Description of the task: Lay out every line of the listing below as a JSON list of strings, one string per line, leaving out blank lines.

· · · · · · ·

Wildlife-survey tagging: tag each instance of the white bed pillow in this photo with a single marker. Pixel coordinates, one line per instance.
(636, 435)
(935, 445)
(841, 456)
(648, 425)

· · · · · · ·

Task answer:
[
  "Wildlife-survey tagging: tag each instance of the white bed pillow in this photo with a single marker. Pixel coordinates, one line per instance.",
  "(636, 435)",
  "(935, 445)",
  "(841, 456)",
  "(648, 425)"
]